[WHAT TO WORK ON] Below are the records; count the lines that include the string "image" and give only that number.
[Opening TASK INPUTS section]
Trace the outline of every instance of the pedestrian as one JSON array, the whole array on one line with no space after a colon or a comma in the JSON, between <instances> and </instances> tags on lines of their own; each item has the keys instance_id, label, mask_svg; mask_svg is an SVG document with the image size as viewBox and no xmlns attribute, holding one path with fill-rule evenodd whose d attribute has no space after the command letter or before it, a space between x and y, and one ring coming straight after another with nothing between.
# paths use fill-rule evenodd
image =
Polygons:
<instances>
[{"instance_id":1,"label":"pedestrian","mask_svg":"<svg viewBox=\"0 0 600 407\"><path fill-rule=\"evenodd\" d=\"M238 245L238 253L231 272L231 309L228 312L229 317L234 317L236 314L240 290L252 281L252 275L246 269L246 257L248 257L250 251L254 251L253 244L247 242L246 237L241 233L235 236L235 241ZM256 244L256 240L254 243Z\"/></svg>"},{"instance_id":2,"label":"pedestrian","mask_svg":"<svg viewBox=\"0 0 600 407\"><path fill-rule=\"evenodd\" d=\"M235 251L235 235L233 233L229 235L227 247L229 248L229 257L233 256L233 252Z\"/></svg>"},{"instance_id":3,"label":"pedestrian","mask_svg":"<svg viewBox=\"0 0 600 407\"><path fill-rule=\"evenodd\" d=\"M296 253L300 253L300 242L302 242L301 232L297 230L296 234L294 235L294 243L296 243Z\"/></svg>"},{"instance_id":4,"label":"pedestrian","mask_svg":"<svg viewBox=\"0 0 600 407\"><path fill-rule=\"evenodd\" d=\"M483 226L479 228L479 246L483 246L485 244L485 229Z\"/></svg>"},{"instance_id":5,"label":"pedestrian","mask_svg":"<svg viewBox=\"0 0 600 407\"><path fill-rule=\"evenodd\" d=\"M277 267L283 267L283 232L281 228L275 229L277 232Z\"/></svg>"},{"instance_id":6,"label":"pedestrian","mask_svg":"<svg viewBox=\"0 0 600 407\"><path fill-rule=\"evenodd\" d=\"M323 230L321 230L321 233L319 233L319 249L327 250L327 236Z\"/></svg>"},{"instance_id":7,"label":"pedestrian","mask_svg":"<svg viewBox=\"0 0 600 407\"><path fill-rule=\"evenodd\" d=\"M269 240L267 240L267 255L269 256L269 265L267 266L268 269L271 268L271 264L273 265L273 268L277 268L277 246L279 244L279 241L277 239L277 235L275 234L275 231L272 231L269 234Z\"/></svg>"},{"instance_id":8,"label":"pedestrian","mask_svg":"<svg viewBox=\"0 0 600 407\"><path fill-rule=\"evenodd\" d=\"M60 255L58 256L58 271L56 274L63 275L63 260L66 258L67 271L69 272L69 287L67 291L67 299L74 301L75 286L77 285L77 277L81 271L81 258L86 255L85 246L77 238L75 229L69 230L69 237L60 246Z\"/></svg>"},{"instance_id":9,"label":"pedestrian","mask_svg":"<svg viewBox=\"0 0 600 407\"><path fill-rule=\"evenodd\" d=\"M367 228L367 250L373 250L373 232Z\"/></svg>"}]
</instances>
[Closing TASK INPUTS section]
[YOUR SOLUTION] 2